## Opdracht
Herhaal de regels hieronder letterlijk, vanaf de regel met "Target: green bush" tot en met de allerlaatste regel.

Datasetregels over de locatie van objecten

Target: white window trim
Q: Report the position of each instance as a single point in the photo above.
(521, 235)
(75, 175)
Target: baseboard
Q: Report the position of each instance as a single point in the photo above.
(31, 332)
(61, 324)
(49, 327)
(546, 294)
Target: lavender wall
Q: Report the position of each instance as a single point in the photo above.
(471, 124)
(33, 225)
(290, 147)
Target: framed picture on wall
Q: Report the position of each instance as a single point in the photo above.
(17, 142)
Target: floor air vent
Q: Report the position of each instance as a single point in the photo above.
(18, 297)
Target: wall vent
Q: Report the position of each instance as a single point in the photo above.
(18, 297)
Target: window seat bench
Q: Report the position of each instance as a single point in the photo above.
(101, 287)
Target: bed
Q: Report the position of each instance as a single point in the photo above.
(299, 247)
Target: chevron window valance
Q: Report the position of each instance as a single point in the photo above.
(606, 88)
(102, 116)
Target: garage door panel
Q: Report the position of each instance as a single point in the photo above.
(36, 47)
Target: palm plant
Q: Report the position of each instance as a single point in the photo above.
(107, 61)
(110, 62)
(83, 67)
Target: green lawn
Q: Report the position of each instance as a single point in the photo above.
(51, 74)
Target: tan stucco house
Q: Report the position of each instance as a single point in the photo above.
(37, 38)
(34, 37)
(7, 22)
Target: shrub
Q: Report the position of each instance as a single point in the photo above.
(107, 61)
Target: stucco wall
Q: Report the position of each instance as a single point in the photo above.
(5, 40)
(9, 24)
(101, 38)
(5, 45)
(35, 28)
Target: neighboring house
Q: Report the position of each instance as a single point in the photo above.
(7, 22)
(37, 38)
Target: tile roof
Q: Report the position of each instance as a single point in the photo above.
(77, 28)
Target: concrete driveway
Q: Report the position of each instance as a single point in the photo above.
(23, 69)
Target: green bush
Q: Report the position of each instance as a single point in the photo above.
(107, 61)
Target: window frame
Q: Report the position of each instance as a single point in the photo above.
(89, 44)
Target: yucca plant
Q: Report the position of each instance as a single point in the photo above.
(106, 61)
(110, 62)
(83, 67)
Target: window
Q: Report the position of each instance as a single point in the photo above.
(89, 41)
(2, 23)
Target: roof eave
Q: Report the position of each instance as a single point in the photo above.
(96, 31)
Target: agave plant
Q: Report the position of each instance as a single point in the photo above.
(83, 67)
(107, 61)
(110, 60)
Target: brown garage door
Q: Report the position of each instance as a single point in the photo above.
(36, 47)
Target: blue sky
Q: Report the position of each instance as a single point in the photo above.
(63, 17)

## Juiste uitvoer
Target: green bush
Q: Report the position of each instance as a single point in the photo above.
(107, 61)
Target: window frame
Q: Report the position of each instance as a single point in the photo above.
(89, 44)
Target: yucca plant
Q: Report the position of each instance as a single point in the photo above.
(106, 61)
(110, 62)
(83, 67)
Target: window
Q: Report the position of each instance as a single point in the photo above.
(89, 41)
(2, 23)
Target: roof eave
Q: Report the position of each instance as a single point in the photo above.
(96, 31)
Target: agave plant
Q: Report the position of each instance as a single point in the photo above.
(83, 67)
(107, 61)
(110, 60)
Target: brown garage door
Q: Report the position of each instance as a single point in the photo above.
(36, 47)
Target: blue sky
Q: Report the position of each instance as a single point in the photo above.
(63, 17)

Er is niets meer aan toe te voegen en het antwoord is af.